_Record excerpts_
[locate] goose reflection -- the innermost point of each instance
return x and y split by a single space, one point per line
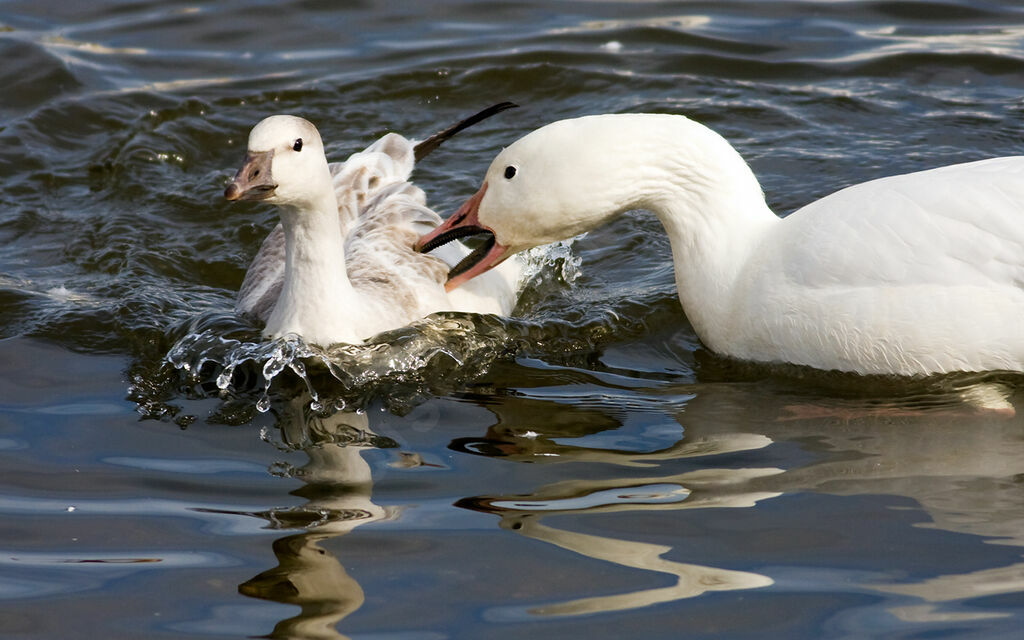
958 453
516 436
338 486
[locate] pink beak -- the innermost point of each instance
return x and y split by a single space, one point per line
464 222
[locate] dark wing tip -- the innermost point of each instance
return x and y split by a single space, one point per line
422 150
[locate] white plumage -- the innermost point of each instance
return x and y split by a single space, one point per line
911 274
340 265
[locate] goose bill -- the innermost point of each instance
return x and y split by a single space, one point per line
465 222
253 180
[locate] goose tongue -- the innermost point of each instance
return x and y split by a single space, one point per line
464 222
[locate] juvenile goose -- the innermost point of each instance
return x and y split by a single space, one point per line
911 274
340 266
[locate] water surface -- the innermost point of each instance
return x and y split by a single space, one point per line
585 469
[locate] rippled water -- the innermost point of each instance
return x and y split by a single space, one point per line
583 469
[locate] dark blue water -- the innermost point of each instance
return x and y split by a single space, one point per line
585 469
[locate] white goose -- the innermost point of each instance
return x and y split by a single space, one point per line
911 274
340 266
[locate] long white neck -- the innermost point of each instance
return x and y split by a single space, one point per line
715 214
316 286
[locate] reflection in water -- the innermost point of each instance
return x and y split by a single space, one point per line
692 489
338 488
958 458
958 455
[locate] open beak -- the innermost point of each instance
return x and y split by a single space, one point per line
253 181
465 222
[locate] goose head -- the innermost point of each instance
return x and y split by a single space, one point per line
552 184
284 163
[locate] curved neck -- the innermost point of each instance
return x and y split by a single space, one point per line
715 215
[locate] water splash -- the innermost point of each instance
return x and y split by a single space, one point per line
218 354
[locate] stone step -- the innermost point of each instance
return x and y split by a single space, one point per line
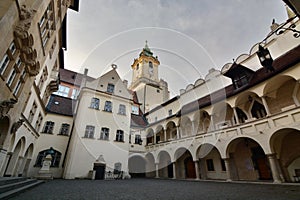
9 180
21 188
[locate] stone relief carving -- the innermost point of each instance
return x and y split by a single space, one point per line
16 125
5 106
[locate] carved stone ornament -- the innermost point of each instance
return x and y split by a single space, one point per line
16 125
5 106
25 40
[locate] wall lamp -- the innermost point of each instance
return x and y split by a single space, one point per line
292 28
265 58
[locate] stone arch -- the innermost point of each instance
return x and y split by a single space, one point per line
186 127
223 115
137 166
281 92
247 101
150 137
285 144
248 160
165 166
212 166
185 167
4 128
150 165
171 131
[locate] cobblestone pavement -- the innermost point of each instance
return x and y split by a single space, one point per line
140 189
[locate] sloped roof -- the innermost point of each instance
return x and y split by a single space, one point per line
60 105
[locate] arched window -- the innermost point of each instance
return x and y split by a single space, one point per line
56 155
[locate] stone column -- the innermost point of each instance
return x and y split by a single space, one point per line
275 172
197 169
156 170
236 116
228 169
174 170
266 105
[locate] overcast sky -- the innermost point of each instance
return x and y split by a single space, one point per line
188 36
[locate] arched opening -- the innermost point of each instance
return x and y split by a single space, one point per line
171 131
222 115
15 159
212 166
165 165
4 126
160 135
186 127
185 166
258 110
279 93
137 166
285 143
150 137
150 166
248 160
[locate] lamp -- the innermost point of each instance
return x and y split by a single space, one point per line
265 58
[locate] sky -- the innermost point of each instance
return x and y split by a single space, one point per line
188 36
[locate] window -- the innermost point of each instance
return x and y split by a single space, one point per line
110 88
64 129
56 156
38 122
120 136
74 93
223 167
11 77
135 110
48 128
95 103
62 91
104 135
122 109
32 112
138 139
89 131
4 63
210 165
108 106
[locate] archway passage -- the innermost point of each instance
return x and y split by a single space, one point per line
211 164
137 167
285 143
249 160
165 166
185 167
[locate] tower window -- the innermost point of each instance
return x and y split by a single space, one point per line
110 88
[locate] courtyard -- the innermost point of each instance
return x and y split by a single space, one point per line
156 189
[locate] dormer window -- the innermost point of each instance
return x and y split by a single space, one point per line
110 88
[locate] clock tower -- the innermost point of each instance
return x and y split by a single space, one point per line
151 91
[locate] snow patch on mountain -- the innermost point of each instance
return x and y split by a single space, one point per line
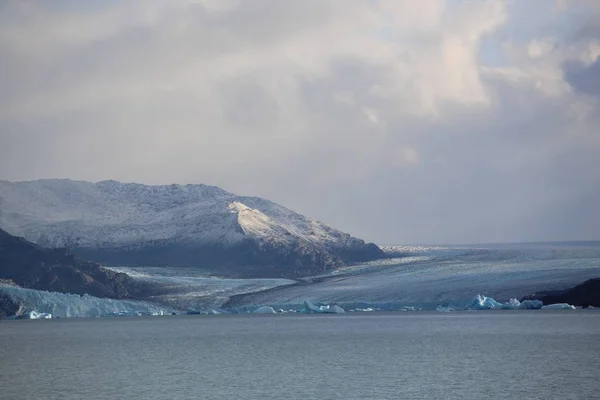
57 213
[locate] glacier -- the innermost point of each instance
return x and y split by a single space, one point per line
36 303
265 310
426 277
481 302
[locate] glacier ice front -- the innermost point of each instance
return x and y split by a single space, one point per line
481 302
326 309
42 304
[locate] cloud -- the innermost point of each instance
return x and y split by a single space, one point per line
445 121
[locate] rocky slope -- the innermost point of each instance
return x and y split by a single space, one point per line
585 294
57 270
176 225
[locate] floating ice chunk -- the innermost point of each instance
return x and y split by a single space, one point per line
531 305
335 309
326 309
38 315
481 302
265 310
559 306
310 307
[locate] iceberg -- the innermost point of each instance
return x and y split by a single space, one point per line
326 309
531 305
558 306
481 302
38 315
264 310
54 304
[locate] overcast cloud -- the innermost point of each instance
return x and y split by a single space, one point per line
398 121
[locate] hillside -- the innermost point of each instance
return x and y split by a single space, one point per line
57 270
176 225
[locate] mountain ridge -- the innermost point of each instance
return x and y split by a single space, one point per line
187 225
31 266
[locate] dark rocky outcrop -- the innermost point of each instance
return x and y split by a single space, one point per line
583 295
58 270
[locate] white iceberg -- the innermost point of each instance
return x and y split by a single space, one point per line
531 305
481 302
334 309
326 309
558 306
264 310
54 304
39 315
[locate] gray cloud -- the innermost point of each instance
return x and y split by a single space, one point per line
382 118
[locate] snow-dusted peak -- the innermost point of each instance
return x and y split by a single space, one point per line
255 223
205 222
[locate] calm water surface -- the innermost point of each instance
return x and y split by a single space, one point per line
476 355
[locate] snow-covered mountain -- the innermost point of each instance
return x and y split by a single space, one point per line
176 225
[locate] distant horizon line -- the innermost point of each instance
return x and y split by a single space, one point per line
528 242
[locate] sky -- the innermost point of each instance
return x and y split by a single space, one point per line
430 121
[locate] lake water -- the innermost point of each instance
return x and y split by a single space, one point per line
420 355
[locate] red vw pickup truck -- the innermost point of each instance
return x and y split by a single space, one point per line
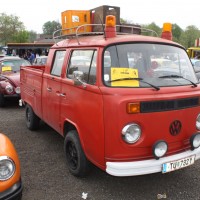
126 103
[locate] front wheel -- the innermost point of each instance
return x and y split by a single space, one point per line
32 120
77 162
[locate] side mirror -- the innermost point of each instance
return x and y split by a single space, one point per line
78 78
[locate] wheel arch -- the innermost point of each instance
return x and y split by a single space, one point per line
69 126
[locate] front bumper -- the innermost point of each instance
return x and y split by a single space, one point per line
13 193
146 166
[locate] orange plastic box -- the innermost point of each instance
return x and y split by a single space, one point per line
74 18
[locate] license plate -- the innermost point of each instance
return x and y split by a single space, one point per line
178 164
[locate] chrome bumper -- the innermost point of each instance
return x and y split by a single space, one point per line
146 166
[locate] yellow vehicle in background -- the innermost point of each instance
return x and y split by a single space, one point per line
194 52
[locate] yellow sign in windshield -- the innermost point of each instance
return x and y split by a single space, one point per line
6 68
118 74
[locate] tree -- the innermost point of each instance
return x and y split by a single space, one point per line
51 26
9 26
32 36
20 37
189 36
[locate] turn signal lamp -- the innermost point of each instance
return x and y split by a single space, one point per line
110 29
133 108
167 31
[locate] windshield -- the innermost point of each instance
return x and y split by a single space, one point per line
147 65
12 65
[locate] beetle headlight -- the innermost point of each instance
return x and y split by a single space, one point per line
9 88
160 149
198 122
7 168
131 133
195 141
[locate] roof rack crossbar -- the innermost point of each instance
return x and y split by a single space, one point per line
75 31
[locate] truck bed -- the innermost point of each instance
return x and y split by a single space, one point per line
31 86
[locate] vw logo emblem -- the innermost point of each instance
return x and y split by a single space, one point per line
175 127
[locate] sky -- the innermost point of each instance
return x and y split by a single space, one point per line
37 12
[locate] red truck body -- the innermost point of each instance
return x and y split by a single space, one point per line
98 111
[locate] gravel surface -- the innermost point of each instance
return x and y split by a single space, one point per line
45 175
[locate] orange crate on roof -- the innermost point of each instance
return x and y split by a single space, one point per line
74 18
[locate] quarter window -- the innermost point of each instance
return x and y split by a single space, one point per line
58 62
84 61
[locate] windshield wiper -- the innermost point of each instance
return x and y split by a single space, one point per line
135 79
177 76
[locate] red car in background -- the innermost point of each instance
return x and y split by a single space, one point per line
10 77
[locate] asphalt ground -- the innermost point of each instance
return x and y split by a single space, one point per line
45 175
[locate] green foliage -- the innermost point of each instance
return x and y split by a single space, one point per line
51 26
21 37
176 32
32 36
189 36
9 26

_Aim_
Send back exactly the lines from the line with "[locate] quarter window" through the end of the records.

_Written response_
[locate] quarter window -- the innermost point of each instance
return x and y split by a single space, one point per line
58 62
84 61
[locate] windshield wiper -- the innermost point of each instance
return x and y split by a single space, one point per line
135 79
177 76
[locate] red car in background -- the innermost point of each instance
return x and y split by a single space, one point per line
10 77
[locate] asphalt ground -- the innermost point of each instance
return x and y split by a single space, one point per line
45 175
[locate] green foliage -- the innermost point of each instance
return x and y split by a single space, one point per line
51 26
21 37
176 32
32 36
189 36
9 26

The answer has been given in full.